### Passage shown
--- begin ---

# Stopped listening to me



## Doodle (Apr 6, 2009)

Training, training and more training. He is in the throws of his adolescence, and at this age it is very common for them to test us in every way, and yes, it seems like they have forgotten all of their former training. Just keep working with him, maybe enroll in a formal obedience class if you're not already in one, to "refresh" his memory. Your patience and persistence will pay off. He'll come around...seems they all do.


----------



## MyBuddy22 (Oct 29, 2010)

sounds about like my Bauer who is almost one.


----------



## junior (Oct 27, 2010)

Guess this is what it's like to have a teenager! I just signed up for a Basic II class and might even look into agility training.


----------



## Deb_Bayne (Mar 18, 2011)

Bayne's personal trainer yesterday said if Bayne appears to have forgotten or doesn't listen, it's back to square one. He'll get it faster but we have to start from beginning. We started this with leash tethering in the house yesterday to calm his puppy energy and wow, it worked great. I can now see the dog we want in the house, calm and easy to handle.


----------



## Loisiana (Jul 29, 2009)

You know how little kids get so excited when you give them a job to do, but teenagers roll their eyes and ignore you? 

Make sure you are consistent in gettting results for what you ask for. If you give a command he has to do it, whether he wants to or not. If he doesn't come when called then make him stay on a long line for awhile so you have total control over him.


----------

--- end ---

### Data provided
--- begin ---

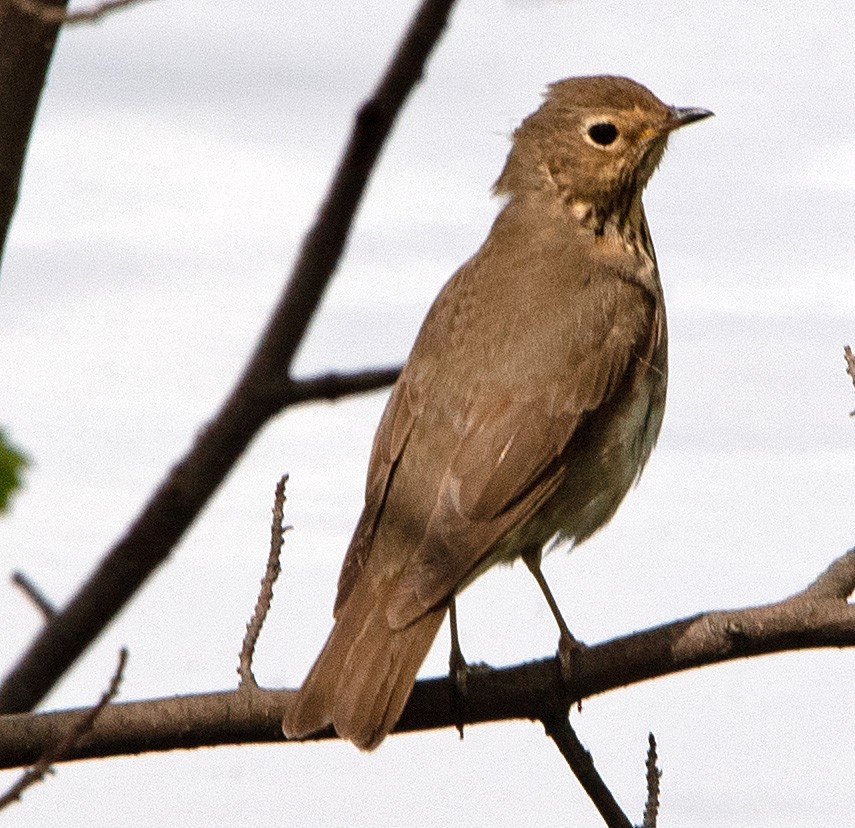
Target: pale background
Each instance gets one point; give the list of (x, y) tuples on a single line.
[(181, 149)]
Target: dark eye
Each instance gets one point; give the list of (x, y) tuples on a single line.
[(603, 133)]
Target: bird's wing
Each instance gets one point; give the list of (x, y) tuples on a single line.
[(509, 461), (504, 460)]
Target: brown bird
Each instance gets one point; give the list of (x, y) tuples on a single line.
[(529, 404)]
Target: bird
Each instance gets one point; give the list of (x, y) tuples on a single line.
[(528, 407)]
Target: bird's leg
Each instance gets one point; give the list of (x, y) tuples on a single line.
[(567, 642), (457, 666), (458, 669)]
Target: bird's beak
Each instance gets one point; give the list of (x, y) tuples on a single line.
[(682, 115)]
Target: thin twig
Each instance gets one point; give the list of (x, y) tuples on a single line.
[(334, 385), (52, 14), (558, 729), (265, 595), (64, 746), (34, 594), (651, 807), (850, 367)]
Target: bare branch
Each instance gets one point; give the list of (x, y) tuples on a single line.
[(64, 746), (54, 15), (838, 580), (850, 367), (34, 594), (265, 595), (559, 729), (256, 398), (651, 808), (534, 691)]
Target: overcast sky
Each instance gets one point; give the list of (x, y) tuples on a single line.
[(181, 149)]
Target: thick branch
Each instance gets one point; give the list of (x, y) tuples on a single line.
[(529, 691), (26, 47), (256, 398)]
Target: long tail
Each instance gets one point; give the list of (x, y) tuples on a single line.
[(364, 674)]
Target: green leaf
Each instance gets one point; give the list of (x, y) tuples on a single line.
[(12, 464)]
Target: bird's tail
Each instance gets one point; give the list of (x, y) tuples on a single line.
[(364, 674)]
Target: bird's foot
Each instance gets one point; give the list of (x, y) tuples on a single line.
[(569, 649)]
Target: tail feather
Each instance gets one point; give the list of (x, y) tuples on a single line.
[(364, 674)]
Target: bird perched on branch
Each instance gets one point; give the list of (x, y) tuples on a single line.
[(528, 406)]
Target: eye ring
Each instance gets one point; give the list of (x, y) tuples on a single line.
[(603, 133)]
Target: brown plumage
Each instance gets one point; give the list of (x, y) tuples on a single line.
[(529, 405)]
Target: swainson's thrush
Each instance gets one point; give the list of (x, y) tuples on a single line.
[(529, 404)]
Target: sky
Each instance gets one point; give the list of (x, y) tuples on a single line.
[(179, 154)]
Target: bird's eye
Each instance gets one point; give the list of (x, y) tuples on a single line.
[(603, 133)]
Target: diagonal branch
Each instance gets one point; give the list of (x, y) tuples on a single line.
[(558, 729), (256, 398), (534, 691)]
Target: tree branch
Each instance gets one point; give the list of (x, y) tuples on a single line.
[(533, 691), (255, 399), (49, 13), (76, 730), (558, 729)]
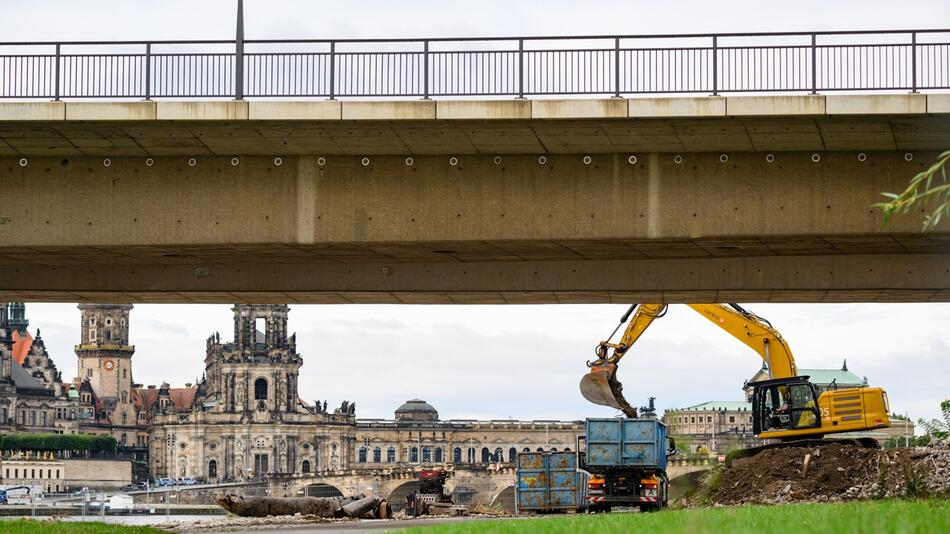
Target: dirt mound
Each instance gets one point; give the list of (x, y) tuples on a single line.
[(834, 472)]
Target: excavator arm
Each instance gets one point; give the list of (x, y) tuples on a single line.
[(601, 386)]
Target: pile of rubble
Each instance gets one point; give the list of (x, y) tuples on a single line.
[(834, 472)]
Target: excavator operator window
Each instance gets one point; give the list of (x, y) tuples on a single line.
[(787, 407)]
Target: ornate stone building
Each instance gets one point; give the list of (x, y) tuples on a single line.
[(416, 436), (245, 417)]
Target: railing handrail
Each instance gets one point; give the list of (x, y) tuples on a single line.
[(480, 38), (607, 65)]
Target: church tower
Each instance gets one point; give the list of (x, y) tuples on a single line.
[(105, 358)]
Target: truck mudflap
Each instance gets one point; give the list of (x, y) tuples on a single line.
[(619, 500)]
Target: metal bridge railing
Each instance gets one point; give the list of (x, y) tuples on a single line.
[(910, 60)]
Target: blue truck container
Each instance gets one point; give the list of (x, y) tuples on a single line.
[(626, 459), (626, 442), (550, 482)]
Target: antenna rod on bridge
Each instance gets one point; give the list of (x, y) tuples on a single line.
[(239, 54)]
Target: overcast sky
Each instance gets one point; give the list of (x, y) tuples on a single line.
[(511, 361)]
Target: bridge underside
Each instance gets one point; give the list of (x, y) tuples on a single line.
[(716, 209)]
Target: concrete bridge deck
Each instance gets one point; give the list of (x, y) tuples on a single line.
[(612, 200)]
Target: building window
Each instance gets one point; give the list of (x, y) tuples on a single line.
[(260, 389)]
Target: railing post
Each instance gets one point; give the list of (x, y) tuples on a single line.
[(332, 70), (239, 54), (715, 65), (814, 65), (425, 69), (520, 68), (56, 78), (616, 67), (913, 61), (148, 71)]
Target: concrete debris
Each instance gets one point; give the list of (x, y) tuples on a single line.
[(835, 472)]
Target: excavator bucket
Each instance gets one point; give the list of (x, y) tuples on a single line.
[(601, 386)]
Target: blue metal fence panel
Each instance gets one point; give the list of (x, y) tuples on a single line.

--- end ---

### Written exercise A
List the username of every person who posted in the forum thread about a dog that stopped listening.
### Written exercise B
From the forum thread about a dog that stopped listening, reproduce word for word the text between "Bayne's personal trainer" and "(Jul 29, 2009)", inclusive.

### Solution A
Doodle, MyBuddy22, junior, Deb_Bayne, Loisiana

### Solution B
Bayne's personal trainer yesterday said if Bayne appears to have forgotten or doesn't listen, it's back to square one. He'll get it faster but we have to start from beginning. We started this with leash tethering in the house yesterday to calm his puppy energy and wow, it worked great. I can now see the dog we want in the house, calm and easy to handle.


----------



## Loisiana (Jul 29, 2009)